### TASK TO CARRY OUT
Could you write out all the records once more, exactly?

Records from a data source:
****

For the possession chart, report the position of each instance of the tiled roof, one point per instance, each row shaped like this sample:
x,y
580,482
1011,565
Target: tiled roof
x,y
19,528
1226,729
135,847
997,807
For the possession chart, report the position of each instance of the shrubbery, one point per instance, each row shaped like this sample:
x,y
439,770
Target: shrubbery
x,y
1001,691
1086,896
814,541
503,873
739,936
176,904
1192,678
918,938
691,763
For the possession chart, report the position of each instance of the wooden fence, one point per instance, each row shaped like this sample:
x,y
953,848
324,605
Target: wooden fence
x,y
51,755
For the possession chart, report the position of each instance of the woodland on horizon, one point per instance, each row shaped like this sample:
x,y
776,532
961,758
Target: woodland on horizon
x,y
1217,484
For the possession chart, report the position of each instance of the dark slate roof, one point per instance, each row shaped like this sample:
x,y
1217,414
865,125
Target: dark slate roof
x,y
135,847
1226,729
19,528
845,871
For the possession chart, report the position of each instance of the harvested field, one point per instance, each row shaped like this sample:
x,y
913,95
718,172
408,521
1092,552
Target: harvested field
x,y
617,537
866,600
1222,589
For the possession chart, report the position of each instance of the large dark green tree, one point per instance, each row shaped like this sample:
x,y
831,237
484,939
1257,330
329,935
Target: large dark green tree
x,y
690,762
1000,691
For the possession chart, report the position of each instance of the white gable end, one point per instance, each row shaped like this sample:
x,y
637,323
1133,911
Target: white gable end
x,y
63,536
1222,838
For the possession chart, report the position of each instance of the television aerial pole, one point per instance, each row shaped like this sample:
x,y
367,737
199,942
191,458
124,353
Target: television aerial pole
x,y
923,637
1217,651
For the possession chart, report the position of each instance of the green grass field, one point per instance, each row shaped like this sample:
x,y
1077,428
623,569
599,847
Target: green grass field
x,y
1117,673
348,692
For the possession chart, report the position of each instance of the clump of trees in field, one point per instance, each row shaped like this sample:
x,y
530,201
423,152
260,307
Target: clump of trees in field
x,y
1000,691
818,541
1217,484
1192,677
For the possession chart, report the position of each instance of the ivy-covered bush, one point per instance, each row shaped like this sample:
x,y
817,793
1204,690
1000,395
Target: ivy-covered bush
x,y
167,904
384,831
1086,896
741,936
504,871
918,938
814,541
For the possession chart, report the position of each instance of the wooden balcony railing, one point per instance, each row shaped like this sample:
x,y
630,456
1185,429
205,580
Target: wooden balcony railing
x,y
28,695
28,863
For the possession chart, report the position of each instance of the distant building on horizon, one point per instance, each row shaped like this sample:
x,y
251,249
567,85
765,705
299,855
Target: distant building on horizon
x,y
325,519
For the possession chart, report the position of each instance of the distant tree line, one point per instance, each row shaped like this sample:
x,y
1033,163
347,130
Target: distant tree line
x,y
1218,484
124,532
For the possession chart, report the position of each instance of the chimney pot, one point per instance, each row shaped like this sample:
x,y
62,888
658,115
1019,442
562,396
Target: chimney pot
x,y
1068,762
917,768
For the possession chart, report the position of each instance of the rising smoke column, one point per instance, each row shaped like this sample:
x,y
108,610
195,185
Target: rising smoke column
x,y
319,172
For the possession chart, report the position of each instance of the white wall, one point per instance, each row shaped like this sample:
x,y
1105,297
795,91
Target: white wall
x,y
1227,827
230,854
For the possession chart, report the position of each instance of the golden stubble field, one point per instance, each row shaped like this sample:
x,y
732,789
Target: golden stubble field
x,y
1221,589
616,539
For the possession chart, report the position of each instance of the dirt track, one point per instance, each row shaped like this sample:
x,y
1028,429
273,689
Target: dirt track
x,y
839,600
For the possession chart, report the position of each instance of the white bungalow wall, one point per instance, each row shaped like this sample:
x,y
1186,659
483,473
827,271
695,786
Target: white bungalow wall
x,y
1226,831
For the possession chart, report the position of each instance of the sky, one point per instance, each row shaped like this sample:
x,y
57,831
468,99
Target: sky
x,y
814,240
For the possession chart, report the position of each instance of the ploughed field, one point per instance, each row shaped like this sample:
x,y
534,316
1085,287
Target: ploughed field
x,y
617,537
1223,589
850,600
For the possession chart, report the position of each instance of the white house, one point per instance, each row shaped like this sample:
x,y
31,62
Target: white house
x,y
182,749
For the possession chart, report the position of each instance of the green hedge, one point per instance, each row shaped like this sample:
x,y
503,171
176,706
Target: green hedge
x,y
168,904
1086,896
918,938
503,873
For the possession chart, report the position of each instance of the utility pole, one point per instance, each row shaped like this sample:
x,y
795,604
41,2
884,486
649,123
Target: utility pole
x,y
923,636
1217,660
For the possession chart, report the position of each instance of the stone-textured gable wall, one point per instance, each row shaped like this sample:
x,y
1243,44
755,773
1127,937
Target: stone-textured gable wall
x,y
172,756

****

### RESULT OF THIS EXERCISE
For the possession chart, report the position of each instance of the tiled roof, one point per instance, each row shaped like this sample:
x,y
580,482
1011,565
Target: tiled roof
x,y
19,528
1226,729
135,847
997,807
For the possession chart, report the position of each instance of the shrubbery, one point per instance, each row shaped like this sample:
x,y
439,770
Target: shrubbery
x,y
1001,691
1086,896
814,541
503,873
739,936
176,904
1192,678
918,938
691,763
For the possession chart, report the position of each instance of the wooden fence, one point per instance, each row shaped like this sample:
x,y
953,848
324,605
Target: wooden fence
x,y
51,755
For the possession chart, report the position of each instance of the woodland on horizon, one point per instance, each row shaped like this sample:
x,y
776,532
961,758
Target: woodland on horizon
x,y
1217,484
For the possession chart, report the position of each instance of the dark slate roof, one point per instance, each row shaped like this sample:
x,y
1217,414
865,125
Target: dark slate roof
x,y
135,847
1226,729
19,528
845,871
For the possession chart, report the position of each instance of the harvested field, one point per instance, each row shaped like this sample:
x,y
913,95
718,172
408,521
1092,552
Target: harvested field
x,y
617,537
866,600
1222,589
For the possession chart, report the position of each instance of the large dark green tree, one point per instance, each row shaped like this sample:
x,y
831,237
484,939
1257,330
329,935
Target: large dark green tree
x,y
690,762
1000,691
For the possession chart, report the position of each instance of the white gable end, one point per instance, each row shaped like this sample:
x,y
637,323
1133,911
Target: white gable end
x,y
63,536
1222,838
For the possession chart, report the position of each instance of the television aerial pole, one point per instance, each row shaped like this sample:
x,y
367,737
199,942
191,458
124,353
Target: television aerial pole
x,y
923,637
1217,651
For the possession chart, report the position of each instance of the green grass field, one point per instance, each row shaped like this sample:
x,y
1077,428
623,569
599,847
Target: green grass field
x,y
1117,673
348,692
For the possession chart, report the position of each instance of the clump of trees in field, one point per instance, each row shaped like this sample:
x,y
530,201
423,152
260,307
Target: clump of trees in field
x,y
1000,691
818,541
1217,484
1192,677
For the possession chart, report the position of each instance of the ivy-covered bush, one point per instance, each row shaped like this sample:
x,y
817,793
1204,690
1000,395
Target: ivy-covered bush
x,y
167,904
384,831
1086,896
741,936
504,871
918,938
814,541
For the possession chart, report the position of each instance of the wooden balcony railing, one point per instance, each row shaped like this sample:
x,y
630,456
1185,429
205,580
Target: wooden balcony railing
x,y
28,695
28,863
For the possession chart, report the position of each instance of the distant building on horizon, one point per instance, each row shaped like this sample:
x,y
251,249
567,85
765,705
299,855
Target: distant building on horizon
x,y
325,519
For the possession chart, report the position of each instance of the distant tree line, one point per instance, each row shaped like this sample:
x,y
1033,163
347,130
Target: distant tree line
x,y
1218,484
124,532
For the possession chart, report the position of each instance of the chimney pot, one point per instance, each row shaped like this sample:
x,y
62,888
658,115
1019,442
562,396
Target: chimney pot
x,y
1068,762
917,768
For the possession chart, report the position of each instance of the rising smoke column, one point per instance, each row shaped like this sample:
x,y
108,610
195,185
Target: rising smoke column
x,y
319,172
For the possession chart, report the position of each instance of the white wall, one point per instance, each row shaped like this sample:
x,y
1105,297
795,91
Target: white wall
x,y
1227,827
230,854
For the possession chart, report the position of each instance of the golden stubble field, one point per instance, each row shaped like this sample:
x,y
732,789
Target: golden stubble field
x,y
1221,589
616,539
For the possession chart, report the position of each instance of the dirt track, one point per instance, each row shaped like this sample:
x,y
1028,429
273,689
Target: dirt track
x,y
839,600
For the possession chart, report the position of each instance of the white bungalow wall, one point per instance, each row shaped like this sample:
x,y
1186,659
483,473
827,271
695,786
Target: white bungalow wall
x,y
1226,831
For the possession chart, report the position of each instance of the sky, one point per instance, each row shaped like this sample:
x,y
57,831
468,99
Target: sky
x,y
814,240
For the possession chart, report the position of each instance of the ploughed field, one point per instance, each row shaped like this sample:
x,y
534,316
1085,287
Target: ploughed field
x,y
617,537
1223,589
850,600
For the possession chart, report the position of each instance of the white house, one point per instance, each row shaped like this sample:
x,y
31,62
Target: white house
x,y
182,749
For the possession chart, report the position of each instance of the green hedge, one point per instance, each row shaped like this sample:
x,y
503,171
176,706
Target: green hedge
x,y
168,904
1086,896
918,938
503,873
For the possession chart, report the position of each instance of the utility pole, one point per instance, each row shaped like this sample:
x,y
795,604
41,2
884,486
649,123
Target: utility pole
x,y
923,636
1217,660
For the possession chart, report the position of each instance of the stone-textured gable wall, one point per instance, each row shaped like this sample:
x,y
1243,44
755,773
1127,937
Target: stone-textured gable wall
x,y
172,756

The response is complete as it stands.